■ To be done
Format the records below as a two-column CSV with the header text,answer, starting at the line containing "Locate the white cloud" and ending at the end of the records. Give one row per item, put each field in quotes with its line breaks replaced by spaces, and leave out the pictures.

■ Input for this task
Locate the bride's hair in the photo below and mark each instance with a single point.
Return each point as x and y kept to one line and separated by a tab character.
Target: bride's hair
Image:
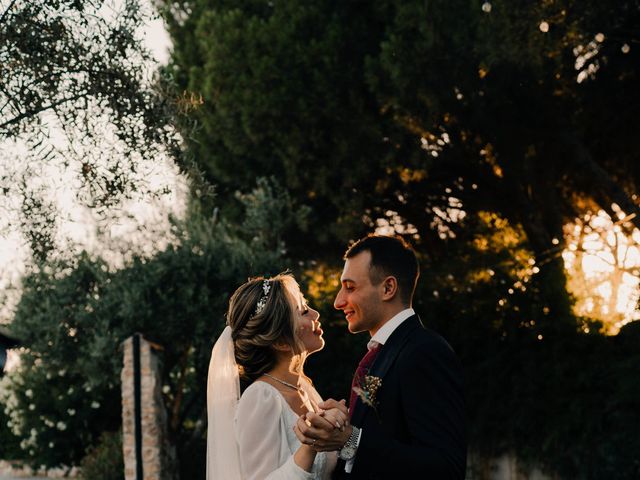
254	334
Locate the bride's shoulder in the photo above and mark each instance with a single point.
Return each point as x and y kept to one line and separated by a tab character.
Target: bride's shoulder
259	391
259	400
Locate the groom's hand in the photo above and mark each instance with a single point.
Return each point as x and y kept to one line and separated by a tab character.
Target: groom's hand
314	430
331	403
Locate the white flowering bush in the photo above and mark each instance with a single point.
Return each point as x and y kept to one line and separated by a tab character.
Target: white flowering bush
74	316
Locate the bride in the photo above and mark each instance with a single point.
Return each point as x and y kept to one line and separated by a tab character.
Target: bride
270	331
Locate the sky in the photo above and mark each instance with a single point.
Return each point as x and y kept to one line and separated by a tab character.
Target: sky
77	224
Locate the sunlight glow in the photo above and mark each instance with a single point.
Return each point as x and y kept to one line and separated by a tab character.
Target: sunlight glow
603	262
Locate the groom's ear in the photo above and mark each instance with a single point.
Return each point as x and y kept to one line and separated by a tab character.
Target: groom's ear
389	288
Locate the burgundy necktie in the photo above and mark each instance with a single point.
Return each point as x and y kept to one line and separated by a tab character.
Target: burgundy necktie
363	369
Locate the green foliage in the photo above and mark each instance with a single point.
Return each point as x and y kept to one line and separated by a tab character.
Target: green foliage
478	132
104	461
73	317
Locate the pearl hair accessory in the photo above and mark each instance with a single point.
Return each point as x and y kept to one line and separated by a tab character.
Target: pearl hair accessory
266	288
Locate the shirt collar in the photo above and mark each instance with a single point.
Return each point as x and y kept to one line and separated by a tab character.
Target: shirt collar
383	334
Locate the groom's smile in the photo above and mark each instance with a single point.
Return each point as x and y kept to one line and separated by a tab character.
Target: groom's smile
358	297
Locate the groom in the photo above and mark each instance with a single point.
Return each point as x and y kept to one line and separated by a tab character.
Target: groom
407	408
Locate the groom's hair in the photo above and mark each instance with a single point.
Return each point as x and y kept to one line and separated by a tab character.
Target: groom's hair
390	256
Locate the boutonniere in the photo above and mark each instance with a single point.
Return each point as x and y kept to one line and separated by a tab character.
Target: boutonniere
368	389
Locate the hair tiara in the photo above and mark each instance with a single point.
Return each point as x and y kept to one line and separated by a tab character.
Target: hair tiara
266	288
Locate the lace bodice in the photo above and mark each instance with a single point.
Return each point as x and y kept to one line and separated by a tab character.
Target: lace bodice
264	432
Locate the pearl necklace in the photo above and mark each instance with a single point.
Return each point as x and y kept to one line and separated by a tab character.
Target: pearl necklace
287	384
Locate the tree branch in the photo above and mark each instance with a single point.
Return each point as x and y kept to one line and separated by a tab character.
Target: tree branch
36	111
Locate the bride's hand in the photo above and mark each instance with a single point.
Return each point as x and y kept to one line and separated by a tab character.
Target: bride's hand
336	417
331	403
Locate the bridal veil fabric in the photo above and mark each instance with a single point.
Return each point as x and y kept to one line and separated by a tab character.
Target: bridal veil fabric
223	394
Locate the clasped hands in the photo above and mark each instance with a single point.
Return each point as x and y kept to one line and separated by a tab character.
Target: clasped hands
328	429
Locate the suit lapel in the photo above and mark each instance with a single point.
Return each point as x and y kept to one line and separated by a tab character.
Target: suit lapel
385	359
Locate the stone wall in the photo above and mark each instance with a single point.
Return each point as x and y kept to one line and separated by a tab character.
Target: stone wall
158	456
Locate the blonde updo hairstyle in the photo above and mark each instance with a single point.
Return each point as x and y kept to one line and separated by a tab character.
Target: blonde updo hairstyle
254	335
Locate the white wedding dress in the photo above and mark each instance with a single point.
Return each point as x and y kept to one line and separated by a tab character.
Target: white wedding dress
266	441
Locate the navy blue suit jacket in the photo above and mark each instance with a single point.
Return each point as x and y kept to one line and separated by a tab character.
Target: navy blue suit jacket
418	427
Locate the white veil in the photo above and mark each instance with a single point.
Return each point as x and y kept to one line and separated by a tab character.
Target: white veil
223	394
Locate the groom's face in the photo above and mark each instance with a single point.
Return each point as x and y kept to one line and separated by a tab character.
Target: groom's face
358	298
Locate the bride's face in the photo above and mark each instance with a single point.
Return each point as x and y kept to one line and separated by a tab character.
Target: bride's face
306	322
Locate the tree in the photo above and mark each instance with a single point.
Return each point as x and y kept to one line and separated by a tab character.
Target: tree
77	97
73	317
415	109
458	124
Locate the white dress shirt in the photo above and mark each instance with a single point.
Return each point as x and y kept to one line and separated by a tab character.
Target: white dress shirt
381	337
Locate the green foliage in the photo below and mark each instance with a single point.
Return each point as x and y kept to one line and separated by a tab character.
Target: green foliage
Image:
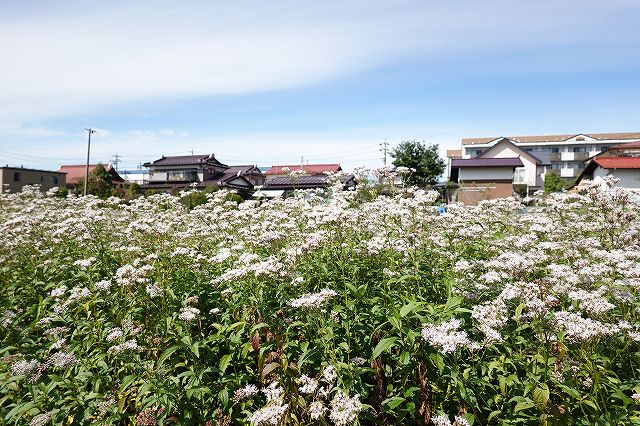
554	183
100	183
520	189
89	278
424	159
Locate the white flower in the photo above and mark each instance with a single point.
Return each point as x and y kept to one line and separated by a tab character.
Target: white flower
330	374
313	300
446	336
317	410
309	385
114	334
24	368
189	313
41	419
245	392
129	345
154	291
344	410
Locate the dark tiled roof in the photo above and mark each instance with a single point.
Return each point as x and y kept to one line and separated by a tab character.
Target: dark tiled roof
487	162
312	169
554	138
618	162
185	160
76	171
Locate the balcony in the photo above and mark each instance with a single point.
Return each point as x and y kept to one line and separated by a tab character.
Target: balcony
569	172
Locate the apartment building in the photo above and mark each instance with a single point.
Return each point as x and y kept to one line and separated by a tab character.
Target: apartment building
561	154
12	179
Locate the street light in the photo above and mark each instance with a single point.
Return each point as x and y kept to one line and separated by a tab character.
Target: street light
86	170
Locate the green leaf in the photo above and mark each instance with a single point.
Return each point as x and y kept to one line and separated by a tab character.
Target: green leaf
382	346
408	308
541	396
167	353
393	402
224	363
269	368
523	405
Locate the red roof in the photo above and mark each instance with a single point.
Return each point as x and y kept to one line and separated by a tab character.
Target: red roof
487	162
312	169
75	172
618	162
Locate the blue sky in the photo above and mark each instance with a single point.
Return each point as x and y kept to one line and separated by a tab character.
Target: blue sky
270	82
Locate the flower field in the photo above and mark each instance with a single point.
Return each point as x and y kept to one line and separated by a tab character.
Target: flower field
332	310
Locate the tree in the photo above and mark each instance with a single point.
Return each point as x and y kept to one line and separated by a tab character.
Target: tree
553	183
424	159
100	182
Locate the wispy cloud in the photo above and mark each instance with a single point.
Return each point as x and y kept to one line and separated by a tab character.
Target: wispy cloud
79	56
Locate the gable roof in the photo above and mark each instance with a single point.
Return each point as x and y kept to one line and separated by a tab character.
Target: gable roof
76	172
312	169
185	160
487	162
618	162
554	138
521	152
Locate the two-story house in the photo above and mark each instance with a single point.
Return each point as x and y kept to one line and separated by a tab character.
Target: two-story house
174	173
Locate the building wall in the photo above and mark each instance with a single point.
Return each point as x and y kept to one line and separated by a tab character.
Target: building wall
12	179
530	176
489	174
472	193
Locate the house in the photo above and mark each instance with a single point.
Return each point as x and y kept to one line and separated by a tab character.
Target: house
174	173
483	178
302	169
621	161
561	154
281	180
12	179
75	173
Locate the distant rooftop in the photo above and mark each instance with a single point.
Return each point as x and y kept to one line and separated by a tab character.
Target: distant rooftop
554	138
487	162
312	169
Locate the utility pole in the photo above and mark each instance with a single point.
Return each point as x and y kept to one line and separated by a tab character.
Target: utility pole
116	160
383	149
86	170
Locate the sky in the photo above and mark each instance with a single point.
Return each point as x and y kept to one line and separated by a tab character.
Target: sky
283	81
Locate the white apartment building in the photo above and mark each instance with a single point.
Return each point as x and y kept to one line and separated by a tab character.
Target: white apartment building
562	154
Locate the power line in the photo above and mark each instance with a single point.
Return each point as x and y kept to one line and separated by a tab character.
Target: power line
384	151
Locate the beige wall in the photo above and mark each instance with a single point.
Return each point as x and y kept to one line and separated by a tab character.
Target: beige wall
13	179
472	193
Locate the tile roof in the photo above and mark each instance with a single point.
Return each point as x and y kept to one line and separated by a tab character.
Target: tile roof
184	160
627	145
487	162
554	138
76	171
618	162
312	169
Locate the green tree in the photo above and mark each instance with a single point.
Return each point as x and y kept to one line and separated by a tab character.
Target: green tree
553	183
422	158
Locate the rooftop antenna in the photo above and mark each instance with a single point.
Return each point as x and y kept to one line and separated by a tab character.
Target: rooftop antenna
383	149
86	170
116	160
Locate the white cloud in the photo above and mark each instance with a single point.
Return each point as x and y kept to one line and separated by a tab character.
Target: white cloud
79	56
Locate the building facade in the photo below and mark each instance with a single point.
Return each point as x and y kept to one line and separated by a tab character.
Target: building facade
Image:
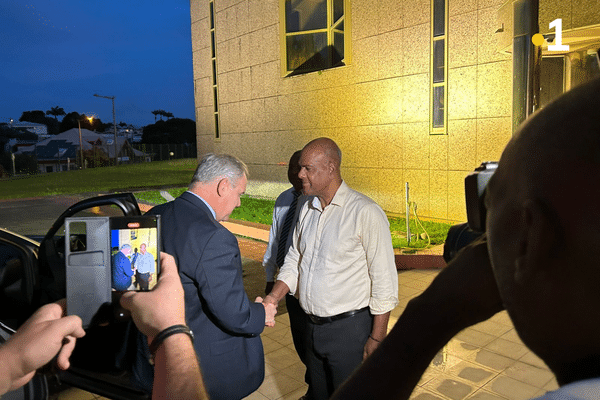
413	91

■ Task output
text,answer
"Locate the white cloud in the photo above and mark each instance with a single point. Return each point as x and y kept to one line and separated by a tab character. Target: white cloud","79	56"
"Locate the building facade in the photo below and mark each instance with a single point. Return each point as x and y kept to one line and separated by a tab character. Target: building facade Image:","413	91"